Your assignment: The line containing "Every instance of the light" marks the end: restate word for word every line from the first line of the entries below through that one.

[Dataset records]
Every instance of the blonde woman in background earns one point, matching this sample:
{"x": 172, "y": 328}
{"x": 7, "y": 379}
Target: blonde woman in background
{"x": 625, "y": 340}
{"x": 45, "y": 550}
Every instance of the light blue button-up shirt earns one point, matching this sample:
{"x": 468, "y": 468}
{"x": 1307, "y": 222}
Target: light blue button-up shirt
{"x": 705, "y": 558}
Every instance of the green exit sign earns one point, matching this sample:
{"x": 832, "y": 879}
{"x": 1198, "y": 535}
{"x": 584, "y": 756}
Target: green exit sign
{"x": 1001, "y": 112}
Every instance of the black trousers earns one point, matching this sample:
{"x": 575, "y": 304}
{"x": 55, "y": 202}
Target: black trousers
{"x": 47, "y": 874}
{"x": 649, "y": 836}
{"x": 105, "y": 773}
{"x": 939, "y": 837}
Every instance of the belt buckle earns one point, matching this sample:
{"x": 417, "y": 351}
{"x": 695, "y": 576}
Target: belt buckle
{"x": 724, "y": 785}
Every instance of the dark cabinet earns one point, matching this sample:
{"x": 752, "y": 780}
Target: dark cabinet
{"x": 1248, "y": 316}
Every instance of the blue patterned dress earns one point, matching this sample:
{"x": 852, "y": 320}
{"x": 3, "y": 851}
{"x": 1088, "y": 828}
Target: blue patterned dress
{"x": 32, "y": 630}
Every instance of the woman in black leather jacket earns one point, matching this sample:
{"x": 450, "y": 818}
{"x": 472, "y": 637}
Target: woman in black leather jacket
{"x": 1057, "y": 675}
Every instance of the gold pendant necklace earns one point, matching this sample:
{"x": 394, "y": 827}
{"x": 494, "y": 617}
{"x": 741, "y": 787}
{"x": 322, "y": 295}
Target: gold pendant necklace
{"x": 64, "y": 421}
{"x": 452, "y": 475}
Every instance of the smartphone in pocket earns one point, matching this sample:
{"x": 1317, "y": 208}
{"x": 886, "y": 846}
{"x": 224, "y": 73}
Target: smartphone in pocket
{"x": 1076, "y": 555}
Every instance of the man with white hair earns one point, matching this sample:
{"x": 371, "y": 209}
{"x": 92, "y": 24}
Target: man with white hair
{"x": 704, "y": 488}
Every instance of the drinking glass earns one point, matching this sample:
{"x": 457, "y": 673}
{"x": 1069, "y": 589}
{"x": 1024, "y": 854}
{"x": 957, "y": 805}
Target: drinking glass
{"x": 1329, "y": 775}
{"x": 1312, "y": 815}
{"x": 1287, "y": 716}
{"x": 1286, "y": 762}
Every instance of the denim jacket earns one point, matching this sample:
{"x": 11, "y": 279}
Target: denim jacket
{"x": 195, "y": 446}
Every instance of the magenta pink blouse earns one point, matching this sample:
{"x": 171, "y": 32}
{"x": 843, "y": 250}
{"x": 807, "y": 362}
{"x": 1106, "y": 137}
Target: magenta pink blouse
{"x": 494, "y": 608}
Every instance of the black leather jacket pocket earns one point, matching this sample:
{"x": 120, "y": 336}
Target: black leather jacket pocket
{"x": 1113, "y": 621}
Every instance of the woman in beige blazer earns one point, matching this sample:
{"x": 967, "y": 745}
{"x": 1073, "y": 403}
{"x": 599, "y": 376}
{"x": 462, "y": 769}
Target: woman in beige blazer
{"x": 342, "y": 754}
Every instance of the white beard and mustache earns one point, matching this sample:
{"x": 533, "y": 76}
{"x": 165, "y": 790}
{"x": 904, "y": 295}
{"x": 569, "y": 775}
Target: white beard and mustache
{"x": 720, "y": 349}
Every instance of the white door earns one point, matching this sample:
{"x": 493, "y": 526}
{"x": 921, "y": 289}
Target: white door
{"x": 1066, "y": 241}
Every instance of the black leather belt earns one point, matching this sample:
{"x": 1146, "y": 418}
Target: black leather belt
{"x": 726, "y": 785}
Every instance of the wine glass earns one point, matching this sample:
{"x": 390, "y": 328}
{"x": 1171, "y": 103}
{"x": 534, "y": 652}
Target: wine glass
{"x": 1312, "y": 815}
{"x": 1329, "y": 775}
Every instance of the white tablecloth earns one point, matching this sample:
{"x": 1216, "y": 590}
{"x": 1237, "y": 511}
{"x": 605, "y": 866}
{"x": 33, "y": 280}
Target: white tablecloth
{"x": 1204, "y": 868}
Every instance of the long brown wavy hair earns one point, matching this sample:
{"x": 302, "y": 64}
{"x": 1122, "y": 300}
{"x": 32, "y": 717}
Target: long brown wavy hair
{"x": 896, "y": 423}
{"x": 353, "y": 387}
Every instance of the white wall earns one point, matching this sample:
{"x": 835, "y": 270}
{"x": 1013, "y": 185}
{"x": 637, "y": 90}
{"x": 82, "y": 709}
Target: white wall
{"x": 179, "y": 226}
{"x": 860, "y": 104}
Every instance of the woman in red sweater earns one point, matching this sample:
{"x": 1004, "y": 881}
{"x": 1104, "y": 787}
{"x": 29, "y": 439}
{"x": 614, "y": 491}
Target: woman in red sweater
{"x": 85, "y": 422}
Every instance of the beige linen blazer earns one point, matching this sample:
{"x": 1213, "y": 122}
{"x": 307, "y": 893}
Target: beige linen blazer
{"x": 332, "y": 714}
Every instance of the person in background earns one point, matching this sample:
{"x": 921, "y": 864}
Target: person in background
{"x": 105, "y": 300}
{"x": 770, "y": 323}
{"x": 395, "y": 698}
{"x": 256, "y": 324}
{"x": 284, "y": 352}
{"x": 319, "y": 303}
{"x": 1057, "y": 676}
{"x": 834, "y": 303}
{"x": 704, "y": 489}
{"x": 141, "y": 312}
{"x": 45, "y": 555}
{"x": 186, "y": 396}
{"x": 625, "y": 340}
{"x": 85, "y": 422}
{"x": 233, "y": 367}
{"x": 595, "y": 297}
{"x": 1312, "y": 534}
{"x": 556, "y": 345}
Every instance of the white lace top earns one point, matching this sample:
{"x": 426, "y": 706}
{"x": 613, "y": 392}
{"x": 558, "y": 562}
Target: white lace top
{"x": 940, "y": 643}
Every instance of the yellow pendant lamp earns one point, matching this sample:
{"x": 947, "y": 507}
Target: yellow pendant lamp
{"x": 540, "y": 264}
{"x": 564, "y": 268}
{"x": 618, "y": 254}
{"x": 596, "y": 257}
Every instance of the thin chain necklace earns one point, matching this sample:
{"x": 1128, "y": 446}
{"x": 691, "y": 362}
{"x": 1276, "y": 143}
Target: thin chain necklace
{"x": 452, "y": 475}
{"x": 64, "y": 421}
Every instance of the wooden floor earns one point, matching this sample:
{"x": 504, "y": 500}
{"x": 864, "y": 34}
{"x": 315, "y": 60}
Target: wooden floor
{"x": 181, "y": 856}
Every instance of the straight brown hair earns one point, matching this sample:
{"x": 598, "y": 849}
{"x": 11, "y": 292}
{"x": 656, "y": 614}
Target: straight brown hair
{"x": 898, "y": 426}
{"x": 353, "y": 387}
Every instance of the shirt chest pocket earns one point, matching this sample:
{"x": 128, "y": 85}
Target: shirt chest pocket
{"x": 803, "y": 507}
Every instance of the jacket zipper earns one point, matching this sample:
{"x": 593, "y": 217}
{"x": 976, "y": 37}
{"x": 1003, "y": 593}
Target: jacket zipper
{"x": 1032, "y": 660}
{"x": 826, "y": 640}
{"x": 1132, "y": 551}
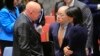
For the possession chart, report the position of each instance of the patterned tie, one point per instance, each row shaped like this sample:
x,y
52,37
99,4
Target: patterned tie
x,y
60,36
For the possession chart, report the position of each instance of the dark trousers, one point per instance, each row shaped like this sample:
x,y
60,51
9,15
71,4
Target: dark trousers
x,y
4,44
96,32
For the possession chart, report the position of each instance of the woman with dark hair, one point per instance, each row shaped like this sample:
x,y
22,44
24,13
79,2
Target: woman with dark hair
x,y
77,34
8,15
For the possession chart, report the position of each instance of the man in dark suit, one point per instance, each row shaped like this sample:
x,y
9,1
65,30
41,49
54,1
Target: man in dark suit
x,y
58,31
26,39
94,5
87,16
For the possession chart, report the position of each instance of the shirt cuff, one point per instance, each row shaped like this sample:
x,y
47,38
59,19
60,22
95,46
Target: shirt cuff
x,y
98,7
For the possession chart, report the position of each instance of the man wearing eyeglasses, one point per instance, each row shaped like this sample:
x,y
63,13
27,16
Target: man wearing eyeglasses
x,y
26,39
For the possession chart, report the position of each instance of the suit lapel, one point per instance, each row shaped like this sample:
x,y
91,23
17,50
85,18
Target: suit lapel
x,y
66,34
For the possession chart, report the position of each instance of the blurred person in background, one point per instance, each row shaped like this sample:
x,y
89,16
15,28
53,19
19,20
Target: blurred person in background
x,y
94,5
8,15
27,41
77,35
58,31
87,17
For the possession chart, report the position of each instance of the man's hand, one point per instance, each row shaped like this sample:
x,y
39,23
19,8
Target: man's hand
x,y
67,51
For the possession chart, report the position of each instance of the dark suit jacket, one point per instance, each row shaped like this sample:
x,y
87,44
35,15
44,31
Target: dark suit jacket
x,y
77,40
53,35
26,39
87,17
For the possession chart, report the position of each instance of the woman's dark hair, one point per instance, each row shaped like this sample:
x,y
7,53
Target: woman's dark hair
x,y
35,0
76,13
1,4
10,4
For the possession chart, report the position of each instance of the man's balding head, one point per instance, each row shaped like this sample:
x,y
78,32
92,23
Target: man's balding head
x,y
33,10
61,15
63,8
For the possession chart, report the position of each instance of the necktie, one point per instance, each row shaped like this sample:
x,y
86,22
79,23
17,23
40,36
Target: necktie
x,y
60,35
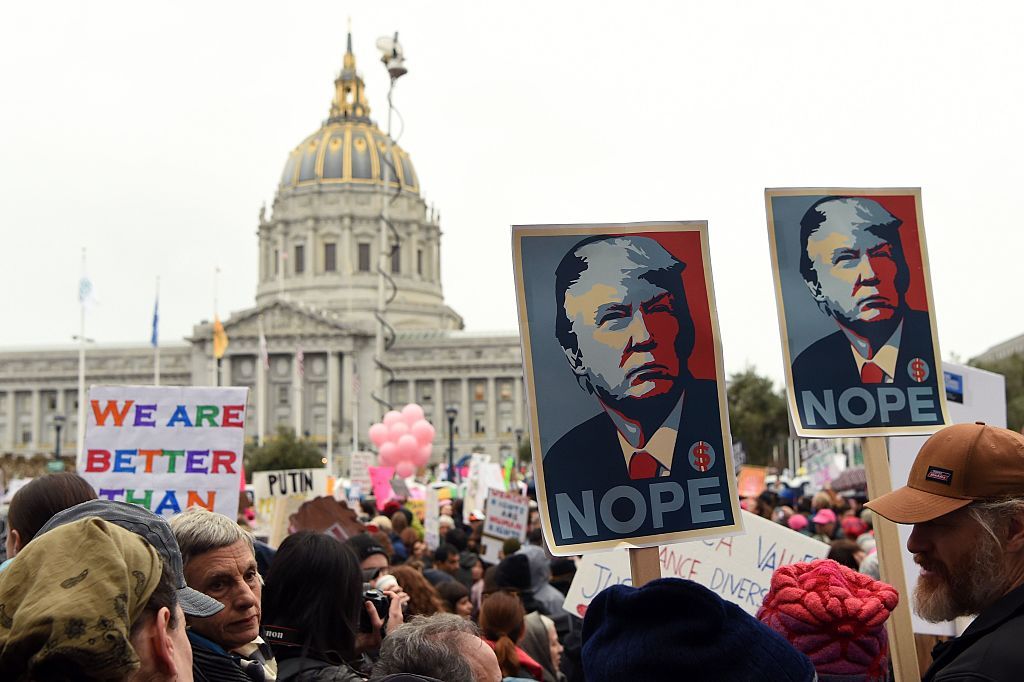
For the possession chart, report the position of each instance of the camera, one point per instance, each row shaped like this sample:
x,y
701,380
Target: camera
x,y
381,602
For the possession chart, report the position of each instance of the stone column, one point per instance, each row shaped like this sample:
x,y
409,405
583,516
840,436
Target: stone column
x,y
37,439
492,410
11,423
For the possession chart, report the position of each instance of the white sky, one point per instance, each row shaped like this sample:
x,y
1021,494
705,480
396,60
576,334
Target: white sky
x,y
152,132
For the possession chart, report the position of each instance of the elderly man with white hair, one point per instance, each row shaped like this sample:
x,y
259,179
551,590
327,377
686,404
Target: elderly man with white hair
x,y
219,561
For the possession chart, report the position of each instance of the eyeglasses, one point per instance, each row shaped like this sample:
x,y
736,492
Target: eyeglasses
x,y
370,574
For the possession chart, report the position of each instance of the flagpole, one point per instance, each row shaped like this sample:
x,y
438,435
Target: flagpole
x,y
82,295
260,382
213,345
156,337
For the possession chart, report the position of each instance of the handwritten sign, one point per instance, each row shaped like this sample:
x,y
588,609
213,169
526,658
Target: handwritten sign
x,y
738,568
358,470
380,479
751,481
505,517
431,525
165,448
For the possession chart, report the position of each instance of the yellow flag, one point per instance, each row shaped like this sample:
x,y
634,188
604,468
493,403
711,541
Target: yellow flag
x,y
219,338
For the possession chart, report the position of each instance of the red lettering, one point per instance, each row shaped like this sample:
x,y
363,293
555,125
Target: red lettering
x,y
111,411
196,501
148,455
222,458
231,416
97,460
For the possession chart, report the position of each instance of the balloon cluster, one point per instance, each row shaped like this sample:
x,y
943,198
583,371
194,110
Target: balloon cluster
x,y
403,439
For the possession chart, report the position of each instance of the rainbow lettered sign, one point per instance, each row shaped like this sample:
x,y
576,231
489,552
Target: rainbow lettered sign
x,y
165,448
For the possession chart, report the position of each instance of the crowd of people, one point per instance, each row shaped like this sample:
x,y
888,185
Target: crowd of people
x,y
100,590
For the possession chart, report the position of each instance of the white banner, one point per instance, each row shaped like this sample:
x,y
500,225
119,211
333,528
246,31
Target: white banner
x,y
738,568
166,448
505,517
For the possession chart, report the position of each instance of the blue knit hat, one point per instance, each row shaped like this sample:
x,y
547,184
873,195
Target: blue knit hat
x,y
675,630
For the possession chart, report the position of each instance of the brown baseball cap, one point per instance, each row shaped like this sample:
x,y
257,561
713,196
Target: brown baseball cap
x,y
958,465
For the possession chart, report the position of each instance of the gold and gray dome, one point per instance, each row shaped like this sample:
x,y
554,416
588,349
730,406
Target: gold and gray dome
x,y
348,148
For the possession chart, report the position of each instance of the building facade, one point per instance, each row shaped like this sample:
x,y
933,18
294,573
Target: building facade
x,y
348,229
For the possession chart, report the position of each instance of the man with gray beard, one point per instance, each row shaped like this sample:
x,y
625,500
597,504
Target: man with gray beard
x,y
965,497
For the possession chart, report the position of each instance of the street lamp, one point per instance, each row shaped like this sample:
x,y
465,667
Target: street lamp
x,y
58,422
452,412
518,446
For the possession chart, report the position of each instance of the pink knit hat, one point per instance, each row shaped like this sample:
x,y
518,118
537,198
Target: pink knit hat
x,y
833,614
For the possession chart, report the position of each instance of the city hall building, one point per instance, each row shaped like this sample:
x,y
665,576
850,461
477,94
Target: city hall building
x,y
315,304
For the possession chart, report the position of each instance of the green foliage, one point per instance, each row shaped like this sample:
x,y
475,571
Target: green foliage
x,y
1013,369
757,415
283,452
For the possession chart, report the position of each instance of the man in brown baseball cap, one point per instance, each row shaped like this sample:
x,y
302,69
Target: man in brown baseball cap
x,y
965,497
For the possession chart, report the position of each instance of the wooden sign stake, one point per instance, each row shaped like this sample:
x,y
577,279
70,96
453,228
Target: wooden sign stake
x,y
645,565
901,642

Exercise response:
Every instance of the blonde woman in background earns one point, matching this sample:
{"x": 172, "y": 328}
{"x": 7, "y": 379}
Target: blonde woman in background
{"x": 625, "y": 340}
{"x": 45, "y": 550}
Every instance of the light blue button-up shirt earns one point, matching this sample:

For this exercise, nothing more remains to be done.